Required work
The line with "TARGET = minivan hood" starts the range, and the last line of the listing ends it. Retype that range exactly, without pictures.

Task data
################

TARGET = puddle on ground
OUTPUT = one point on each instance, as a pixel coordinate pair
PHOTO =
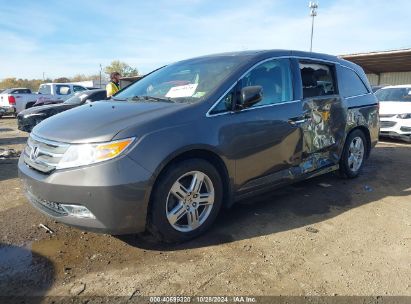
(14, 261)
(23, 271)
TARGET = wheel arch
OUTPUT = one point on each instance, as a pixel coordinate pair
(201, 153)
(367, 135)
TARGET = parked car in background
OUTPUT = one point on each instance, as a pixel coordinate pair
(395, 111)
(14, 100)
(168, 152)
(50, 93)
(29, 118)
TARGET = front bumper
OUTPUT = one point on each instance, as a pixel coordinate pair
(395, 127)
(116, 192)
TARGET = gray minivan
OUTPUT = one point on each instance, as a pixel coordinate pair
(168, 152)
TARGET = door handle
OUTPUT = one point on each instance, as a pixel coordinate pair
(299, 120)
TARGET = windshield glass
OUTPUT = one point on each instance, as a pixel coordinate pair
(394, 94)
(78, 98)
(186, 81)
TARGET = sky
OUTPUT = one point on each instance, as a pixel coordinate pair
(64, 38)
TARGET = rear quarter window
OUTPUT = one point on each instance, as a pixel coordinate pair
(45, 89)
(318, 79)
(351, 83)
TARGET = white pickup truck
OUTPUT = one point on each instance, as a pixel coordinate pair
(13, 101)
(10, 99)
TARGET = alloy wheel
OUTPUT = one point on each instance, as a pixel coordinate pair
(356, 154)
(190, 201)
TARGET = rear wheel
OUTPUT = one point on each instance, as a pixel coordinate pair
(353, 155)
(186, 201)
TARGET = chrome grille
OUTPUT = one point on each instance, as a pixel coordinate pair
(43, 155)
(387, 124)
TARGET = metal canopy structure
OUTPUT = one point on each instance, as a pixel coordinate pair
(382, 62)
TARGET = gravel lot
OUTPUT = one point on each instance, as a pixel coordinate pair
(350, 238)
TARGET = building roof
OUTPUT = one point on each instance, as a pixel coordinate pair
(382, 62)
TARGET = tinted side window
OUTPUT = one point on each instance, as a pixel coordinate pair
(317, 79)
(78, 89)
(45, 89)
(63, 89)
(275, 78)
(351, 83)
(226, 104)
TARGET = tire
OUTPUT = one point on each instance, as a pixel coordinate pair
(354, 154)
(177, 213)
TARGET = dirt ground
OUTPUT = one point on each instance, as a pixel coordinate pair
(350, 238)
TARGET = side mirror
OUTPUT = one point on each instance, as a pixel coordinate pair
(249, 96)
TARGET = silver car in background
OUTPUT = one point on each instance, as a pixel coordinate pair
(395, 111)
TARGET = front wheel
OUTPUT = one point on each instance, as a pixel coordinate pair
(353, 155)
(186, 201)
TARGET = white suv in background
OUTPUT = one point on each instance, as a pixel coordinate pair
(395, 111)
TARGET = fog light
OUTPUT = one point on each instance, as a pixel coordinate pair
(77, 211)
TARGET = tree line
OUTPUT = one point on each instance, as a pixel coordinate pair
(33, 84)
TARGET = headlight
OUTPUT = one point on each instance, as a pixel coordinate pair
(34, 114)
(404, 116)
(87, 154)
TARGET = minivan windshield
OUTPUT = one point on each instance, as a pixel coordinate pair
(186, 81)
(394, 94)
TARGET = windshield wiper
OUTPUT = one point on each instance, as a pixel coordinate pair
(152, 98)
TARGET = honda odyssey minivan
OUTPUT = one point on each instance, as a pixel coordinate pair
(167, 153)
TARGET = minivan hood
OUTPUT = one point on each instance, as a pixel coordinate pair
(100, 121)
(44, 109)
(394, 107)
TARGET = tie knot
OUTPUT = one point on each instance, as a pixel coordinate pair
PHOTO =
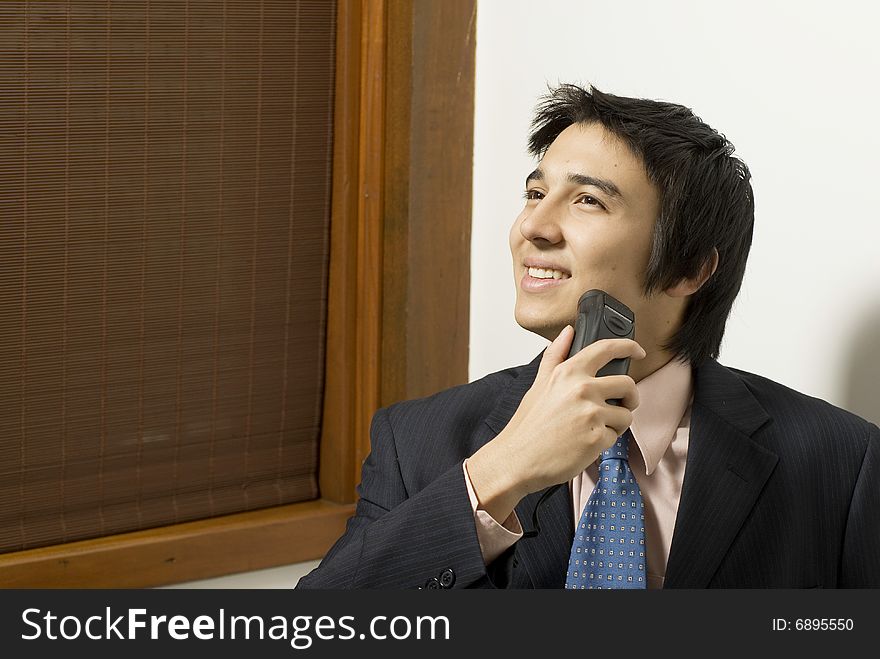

################

Response to the exercise
TARGET = minivan hood
OUTPUT = one point on each instance, as a pixel coordinate pair
(100, 121)
(44, 109)
(394, 107)
TARGET = tie knot
OUTPUT = one point on each instance, as a pixel coordinate pair
PHOTO =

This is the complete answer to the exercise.